# Start of EXTRACTED MATERIAL

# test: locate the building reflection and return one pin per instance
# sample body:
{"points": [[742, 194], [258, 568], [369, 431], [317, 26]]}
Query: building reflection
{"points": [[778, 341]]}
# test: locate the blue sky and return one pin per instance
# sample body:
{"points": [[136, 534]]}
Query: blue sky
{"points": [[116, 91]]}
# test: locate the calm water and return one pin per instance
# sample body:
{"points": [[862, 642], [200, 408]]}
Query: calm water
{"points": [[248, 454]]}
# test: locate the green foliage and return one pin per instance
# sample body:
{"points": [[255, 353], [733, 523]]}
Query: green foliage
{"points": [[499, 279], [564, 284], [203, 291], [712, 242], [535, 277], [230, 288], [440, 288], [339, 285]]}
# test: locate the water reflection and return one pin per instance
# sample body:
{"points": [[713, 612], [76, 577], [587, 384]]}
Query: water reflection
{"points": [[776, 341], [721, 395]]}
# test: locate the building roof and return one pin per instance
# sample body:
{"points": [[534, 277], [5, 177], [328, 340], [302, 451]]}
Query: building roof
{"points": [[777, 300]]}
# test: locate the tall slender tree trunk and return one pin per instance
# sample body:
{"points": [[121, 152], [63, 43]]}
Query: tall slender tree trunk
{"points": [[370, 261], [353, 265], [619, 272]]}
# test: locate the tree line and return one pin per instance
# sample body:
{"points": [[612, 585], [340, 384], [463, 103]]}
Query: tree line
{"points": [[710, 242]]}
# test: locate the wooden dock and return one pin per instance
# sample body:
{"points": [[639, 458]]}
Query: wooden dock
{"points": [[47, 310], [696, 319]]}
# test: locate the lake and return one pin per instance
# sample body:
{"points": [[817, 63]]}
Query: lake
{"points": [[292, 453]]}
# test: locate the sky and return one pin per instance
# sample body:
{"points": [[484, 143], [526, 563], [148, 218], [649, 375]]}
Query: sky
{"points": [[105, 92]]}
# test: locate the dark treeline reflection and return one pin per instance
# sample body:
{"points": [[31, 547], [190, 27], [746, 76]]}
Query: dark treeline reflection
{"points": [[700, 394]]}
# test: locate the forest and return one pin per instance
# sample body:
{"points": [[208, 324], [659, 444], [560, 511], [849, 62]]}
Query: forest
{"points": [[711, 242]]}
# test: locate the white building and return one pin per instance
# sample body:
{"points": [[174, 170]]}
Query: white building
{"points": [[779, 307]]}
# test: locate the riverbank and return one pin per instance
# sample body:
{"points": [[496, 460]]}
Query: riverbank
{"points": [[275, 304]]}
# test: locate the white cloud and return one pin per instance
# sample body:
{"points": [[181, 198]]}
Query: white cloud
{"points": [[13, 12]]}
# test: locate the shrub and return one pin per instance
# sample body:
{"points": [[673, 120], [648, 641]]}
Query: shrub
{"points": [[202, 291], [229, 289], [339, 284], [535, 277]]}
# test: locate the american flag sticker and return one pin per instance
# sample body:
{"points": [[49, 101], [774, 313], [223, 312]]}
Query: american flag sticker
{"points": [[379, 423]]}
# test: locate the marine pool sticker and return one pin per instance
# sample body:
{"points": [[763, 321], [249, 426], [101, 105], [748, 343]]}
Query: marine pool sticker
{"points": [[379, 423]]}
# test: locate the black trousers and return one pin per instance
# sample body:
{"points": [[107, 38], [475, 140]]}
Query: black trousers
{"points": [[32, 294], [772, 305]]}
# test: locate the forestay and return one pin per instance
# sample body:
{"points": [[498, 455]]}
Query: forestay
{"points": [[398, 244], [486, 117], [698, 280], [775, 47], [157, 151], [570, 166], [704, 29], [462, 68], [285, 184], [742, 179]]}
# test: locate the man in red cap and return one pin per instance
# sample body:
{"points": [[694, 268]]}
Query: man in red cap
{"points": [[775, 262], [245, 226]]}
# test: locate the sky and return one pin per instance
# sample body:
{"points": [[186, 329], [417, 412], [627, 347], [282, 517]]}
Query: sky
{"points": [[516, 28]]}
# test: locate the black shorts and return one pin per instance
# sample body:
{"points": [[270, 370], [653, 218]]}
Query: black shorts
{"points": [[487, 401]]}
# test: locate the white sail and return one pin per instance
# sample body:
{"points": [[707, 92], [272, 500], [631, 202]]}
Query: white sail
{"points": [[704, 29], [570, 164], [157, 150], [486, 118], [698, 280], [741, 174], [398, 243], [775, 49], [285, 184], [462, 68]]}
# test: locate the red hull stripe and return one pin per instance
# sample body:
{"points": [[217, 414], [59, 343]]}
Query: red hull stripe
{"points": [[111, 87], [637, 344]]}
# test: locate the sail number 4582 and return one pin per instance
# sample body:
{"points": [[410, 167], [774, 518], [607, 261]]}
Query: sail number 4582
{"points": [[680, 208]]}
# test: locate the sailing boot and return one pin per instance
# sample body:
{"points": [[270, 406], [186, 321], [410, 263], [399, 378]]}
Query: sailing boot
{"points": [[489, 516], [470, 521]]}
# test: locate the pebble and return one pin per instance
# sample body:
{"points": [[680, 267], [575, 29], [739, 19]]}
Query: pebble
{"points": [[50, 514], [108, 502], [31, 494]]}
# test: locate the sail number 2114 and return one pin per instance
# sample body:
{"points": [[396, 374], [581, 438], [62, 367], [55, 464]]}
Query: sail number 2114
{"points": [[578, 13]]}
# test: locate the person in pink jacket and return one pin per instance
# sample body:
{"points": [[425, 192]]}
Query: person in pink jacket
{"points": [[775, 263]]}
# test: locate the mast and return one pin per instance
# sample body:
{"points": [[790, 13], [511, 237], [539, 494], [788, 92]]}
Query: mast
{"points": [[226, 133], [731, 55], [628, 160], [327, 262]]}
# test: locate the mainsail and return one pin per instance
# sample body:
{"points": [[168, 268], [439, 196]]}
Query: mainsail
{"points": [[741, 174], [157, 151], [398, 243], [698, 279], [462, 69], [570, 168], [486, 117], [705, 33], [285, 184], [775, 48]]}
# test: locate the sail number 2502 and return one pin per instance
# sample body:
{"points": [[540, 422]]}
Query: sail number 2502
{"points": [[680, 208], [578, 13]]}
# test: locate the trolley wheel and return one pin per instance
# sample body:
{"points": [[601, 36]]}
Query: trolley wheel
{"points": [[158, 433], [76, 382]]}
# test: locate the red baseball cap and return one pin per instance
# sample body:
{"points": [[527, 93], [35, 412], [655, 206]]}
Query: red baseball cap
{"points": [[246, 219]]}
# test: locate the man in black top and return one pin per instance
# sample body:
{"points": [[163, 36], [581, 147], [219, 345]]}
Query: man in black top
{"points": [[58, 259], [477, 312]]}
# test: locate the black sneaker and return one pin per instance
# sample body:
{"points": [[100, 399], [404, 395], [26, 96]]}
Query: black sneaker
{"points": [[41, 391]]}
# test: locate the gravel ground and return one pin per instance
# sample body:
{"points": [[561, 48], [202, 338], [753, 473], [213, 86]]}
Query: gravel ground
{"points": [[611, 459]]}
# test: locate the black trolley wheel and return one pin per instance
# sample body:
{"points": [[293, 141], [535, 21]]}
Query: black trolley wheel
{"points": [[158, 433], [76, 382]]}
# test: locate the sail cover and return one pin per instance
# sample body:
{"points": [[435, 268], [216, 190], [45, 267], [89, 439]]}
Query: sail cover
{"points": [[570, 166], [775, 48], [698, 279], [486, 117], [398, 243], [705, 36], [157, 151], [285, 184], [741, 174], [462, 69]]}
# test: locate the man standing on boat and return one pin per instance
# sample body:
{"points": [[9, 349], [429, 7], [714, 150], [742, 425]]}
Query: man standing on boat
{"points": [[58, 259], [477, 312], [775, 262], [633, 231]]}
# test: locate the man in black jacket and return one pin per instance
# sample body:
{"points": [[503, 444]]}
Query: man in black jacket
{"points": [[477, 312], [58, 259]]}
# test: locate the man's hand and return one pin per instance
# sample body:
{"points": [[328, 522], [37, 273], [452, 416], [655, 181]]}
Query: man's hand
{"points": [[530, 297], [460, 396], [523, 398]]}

# End of EXTRACTED MATERIAL

INSTRUCTION = In the listing above, find the line containing "# test: locate the sail number 2502" and please quote exactly that line through the last one, and no other lines.

COMPLETED TASK =
# test: locate the sail number 2502 and return one pin per instance
# sample body:
{"points": [[540, 422]]}
Query: sail number 2502
{"points": [[680, 208], [578, 13]]}
# test: locate the trolley wheel and return one pin per instance
# sample body:
{"points": [[601, 36]]}
Query: trolley wheel
{"points": [[158, 433], [76, 382]]}
# test: locate the red baseball cap and return one pin per instance
# sample body:
{"points": [[527, 93], [35, 412], [655, 206]]}
Query: red baseball cap
{"points": [[246, 219]]}
# test: locate the man in black top and return one pin per instance
# sample body:
{"points": [[163, 36], [581, 147], [219, 345]]}
Query: man in black top
{"points": [[58, 259], [477, 312]]}
# test: locate the black sneaker and return one pin per instance
# sample body:
{"points": [[100, 399], [404, 395], [26, 96]]}
Query: black sneaker
{"points": [[41, 391]]}
# test: locate the gravel ground and return one pin per instance
# sample body:
{"points": [[561, 48], [202, 338], [753, 473], [213, 86]]}
Query: gravel ground
{"points": [[611, 459]]}
# test: locate the black trolley wheel and return one pin per instance
# sample body:
{"points": [[293, 141], [535, 21]]}
Query: black trolley wheel
{"points": [[158, 433], [76, 382]]}
# test: locate the sail cover and return one pin per instance
# sample body:
{"points": [[435, 268], [216, 190], [45, 267], [89, 439]]}
Query: sail cover
{"points": [[570, 166], [775, 48], [698, 279], [486, 117], [398, 243], [705, 36], [157, 151], [285, 184], [741, 174], [462, 69]]}
# test: locate the man standing on boat and return one pin per instance
# sample body:
{"points": [[9, 349], [429, 7], [714, 150], [742, 425]]}
Query: man standing on boat
{"points": [[58, 259], [477, 312], [775, 262], [633, 231]]}
# test: locate the man in black jacket and return one pin per instance
# sample body:
{"points": [[503, 444]]}
Query: man in black jacket
{"points": [[477, 312], [58, 259]]}
# test: locate the man's hand and return one pin per instance
# sample body:
{"points": [[328, 522], [37, 273], [452, 416], [655, 181]]}
Query: man's hand
{"points": [[530, 297], [460, 396], [523, 398]]}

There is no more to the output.